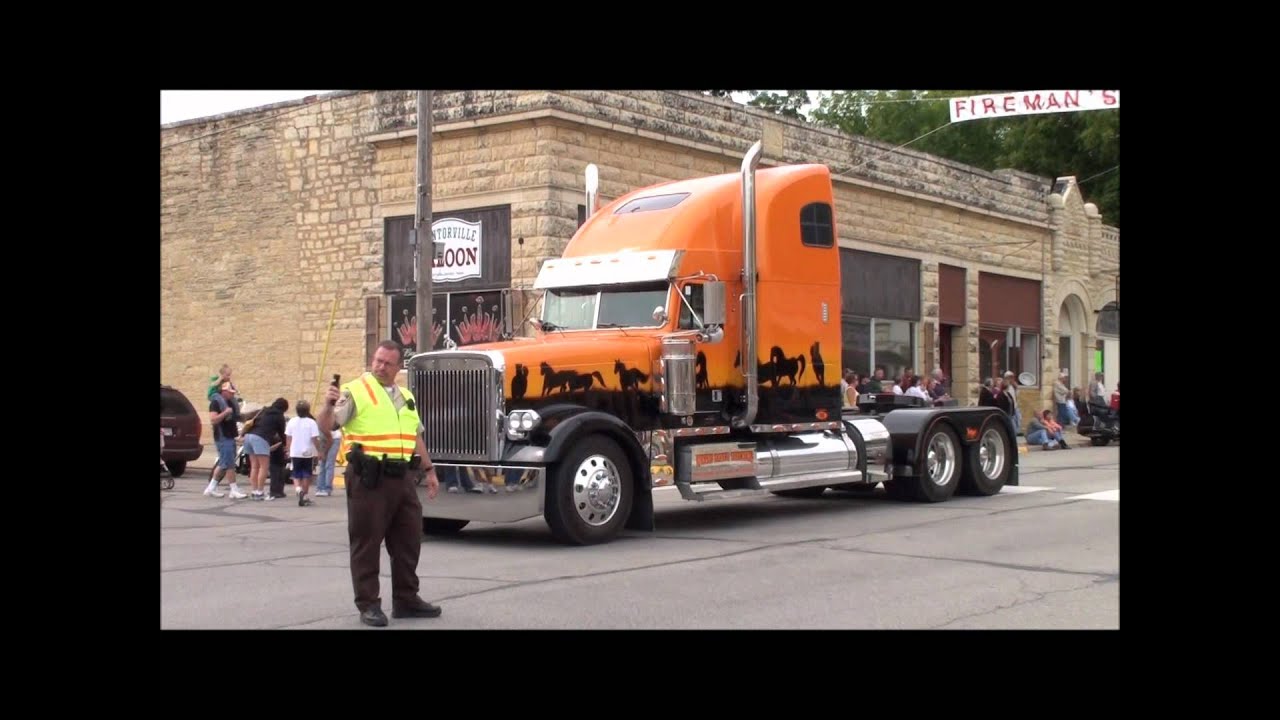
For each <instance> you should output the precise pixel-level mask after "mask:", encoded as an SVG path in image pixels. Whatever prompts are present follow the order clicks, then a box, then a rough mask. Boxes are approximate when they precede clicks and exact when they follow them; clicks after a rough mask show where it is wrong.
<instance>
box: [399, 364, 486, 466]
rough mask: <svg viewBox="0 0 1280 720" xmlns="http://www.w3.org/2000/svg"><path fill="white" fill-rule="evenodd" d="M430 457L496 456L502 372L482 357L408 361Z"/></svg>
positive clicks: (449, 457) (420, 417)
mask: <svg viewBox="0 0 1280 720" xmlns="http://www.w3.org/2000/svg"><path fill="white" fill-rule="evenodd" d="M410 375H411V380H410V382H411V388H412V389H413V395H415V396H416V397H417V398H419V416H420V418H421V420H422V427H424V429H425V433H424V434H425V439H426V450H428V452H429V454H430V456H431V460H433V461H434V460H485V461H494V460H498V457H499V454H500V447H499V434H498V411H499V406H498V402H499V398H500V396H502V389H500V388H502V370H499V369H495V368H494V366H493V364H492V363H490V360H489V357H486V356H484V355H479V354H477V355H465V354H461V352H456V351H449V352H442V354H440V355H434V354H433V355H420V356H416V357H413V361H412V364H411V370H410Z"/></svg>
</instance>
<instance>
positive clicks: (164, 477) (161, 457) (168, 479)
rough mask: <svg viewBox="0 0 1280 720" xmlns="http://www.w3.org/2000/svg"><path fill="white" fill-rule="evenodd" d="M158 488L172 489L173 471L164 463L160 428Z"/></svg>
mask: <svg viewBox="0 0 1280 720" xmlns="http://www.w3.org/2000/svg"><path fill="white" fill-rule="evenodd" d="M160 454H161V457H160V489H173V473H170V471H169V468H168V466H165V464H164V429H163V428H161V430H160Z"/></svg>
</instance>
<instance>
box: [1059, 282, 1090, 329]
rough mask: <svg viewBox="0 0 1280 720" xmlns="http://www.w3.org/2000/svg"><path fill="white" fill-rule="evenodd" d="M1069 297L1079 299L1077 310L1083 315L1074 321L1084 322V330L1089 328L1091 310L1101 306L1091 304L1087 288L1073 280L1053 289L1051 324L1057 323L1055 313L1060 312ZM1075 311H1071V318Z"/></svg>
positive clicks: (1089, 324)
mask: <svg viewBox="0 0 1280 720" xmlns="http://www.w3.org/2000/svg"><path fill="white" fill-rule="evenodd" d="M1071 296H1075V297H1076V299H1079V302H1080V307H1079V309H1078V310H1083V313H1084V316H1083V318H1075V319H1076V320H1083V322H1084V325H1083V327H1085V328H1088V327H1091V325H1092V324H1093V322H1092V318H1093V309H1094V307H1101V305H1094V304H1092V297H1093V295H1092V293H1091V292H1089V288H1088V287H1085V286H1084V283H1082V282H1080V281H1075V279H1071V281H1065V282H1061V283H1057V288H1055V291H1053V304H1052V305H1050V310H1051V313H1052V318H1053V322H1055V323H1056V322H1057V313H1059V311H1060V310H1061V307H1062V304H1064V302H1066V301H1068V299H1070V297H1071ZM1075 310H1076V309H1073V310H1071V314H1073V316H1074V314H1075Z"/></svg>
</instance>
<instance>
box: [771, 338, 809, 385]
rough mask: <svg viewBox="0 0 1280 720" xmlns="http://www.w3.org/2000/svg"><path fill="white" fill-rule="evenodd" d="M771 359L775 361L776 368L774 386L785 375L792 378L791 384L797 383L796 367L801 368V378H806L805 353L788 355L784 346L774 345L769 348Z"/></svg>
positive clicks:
==========
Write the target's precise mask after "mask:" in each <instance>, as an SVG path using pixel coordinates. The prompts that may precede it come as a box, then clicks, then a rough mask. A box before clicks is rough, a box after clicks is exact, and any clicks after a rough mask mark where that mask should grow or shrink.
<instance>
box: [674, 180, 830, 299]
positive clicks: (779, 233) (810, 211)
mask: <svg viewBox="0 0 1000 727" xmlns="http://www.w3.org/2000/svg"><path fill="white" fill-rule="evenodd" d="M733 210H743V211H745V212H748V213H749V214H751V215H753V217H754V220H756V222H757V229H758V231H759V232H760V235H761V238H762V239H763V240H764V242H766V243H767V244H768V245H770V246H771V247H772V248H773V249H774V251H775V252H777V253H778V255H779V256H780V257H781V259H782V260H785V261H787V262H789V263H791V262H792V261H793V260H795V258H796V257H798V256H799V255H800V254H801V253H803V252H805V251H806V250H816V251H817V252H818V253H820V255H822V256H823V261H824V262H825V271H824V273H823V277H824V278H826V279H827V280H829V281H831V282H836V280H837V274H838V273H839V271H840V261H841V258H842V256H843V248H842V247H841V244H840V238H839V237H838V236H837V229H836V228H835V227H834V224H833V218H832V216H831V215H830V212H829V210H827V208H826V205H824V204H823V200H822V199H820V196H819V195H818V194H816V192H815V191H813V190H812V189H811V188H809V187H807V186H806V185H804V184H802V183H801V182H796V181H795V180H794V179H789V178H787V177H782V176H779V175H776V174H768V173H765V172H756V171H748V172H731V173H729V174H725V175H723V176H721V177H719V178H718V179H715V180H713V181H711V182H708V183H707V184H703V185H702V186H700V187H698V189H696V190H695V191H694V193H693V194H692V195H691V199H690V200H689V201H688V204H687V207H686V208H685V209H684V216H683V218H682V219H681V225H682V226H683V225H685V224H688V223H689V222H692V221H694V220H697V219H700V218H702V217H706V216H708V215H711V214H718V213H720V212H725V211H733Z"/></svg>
==========
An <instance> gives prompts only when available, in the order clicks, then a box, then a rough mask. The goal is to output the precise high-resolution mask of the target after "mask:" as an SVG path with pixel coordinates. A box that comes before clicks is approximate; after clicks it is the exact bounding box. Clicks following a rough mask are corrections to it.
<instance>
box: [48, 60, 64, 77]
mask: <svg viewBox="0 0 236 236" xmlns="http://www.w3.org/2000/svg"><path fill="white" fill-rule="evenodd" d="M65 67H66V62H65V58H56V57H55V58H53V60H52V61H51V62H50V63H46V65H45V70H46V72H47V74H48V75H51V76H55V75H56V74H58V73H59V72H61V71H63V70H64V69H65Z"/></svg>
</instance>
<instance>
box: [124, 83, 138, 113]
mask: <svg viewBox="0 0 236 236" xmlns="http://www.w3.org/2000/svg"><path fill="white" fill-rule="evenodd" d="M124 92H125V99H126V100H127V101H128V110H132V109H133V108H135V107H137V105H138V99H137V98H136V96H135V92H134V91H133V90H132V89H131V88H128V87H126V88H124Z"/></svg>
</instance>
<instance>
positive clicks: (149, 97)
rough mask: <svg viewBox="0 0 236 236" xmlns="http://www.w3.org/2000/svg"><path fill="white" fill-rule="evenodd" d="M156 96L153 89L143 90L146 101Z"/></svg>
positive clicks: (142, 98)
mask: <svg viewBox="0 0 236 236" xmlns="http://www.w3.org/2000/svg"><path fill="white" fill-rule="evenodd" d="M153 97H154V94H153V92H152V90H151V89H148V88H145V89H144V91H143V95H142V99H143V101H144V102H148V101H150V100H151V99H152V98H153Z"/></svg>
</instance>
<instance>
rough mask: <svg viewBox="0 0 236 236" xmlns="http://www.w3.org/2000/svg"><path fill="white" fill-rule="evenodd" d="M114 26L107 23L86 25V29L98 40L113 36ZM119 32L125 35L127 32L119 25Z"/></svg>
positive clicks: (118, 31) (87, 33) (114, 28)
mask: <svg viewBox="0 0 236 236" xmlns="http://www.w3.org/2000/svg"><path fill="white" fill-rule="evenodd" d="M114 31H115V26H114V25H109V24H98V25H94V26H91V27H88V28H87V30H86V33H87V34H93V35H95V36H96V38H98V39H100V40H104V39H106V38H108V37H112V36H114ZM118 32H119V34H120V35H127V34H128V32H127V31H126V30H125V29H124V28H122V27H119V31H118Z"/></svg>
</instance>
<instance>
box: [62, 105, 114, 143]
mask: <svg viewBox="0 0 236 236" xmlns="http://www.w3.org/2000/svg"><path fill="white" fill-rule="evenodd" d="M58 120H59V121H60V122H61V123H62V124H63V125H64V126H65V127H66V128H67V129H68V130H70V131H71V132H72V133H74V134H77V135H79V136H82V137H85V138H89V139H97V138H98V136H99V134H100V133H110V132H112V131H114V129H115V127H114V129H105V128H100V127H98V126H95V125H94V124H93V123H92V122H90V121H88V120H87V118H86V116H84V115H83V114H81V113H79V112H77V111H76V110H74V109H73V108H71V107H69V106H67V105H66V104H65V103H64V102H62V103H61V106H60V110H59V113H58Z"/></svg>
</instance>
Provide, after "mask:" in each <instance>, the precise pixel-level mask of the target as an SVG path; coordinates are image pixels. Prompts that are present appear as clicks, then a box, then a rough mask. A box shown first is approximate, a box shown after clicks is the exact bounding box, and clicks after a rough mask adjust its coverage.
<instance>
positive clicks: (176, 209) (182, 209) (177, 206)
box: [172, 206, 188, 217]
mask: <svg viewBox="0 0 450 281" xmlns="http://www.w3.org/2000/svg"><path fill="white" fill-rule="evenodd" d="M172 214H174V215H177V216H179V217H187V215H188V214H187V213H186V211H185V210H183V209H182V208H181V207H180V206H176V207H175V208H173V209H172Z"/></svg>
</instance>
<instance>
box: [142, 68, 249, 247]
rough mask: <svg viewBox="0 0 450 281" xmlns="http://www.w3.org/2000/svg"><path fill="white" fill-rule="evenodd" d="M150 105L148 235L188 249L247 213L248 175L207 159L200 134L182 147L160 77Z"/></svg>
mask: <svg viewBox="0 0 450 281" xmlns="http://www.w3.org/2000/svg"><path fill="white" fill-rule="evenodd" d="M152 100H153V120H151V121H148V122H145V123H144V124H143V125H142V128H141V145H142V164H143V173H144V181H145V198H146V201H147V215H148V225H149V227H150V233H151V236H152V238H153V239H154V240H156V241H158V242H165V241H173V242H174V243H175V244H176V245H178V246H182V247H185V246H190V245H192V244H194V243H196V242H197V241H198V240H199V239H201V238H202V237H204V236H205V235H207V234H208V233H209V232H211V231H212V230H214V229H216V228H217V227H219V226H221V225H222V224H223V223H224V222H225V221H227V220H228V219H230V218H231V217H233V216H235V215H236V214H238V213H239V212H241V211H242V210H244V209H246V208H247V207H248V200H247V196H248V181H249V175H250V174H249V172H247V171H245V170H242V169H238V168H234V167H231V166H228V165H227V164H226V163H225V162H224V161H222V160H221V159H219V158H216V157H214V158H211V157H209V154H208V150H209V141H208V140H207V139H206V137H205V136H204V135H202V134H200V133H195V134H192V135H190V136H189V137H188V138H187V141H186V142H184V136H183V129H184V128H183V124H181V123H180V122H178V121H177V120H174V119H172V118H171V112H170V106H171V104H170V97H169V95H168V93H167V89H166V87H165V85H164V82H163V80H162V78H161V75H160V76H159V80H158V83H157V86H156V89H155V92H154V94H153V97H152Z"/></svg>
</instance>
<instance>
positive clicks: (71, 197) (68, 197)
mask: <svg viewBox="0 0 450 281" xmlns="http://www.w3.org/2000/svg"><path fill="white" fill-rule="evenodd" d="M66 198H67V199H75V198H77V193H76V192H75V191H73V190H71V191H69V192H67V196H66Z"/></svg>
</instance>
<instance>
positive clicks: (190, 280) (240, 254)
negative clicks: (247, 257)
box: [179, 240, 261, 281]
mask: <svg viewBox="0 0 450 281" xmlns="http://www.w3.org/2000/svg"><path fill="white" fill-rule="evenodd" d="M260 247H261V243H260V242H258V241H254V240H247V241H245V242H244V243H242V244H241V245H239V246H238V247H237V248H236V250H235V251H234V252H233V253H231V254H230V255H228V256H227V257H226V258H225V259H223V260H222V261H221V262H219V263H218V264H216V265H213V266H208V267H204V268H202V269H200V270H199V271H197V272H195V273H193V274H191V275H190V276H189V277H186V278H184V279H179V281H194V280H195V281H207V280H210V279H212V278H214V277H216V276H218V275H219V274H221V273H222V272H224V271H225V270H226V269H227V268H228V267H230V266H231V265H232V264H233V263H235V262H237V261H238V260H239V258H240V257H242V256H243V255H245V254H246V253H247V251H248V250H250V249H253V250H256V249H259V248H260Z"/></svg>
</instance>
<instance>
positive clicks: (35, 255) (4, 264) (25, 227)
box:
==========
Among the entries above, locate the lines containing "For each <instance>" and "box: [399, 364, 486, 466]", and transcribe exactly those two lines and all lines between.

For each <instance> you should output the precise pixel-level mask after "mask:", encoded as an SVG path in image pixels. Whatever prompts are present follow the order clicks, then a box, then a rough mask. Boxes are approximate when they precede clicks and exact when they follow them; clicks after a rough mask show where it is wrong.
<instance>
box: [399, 364, 486, 466]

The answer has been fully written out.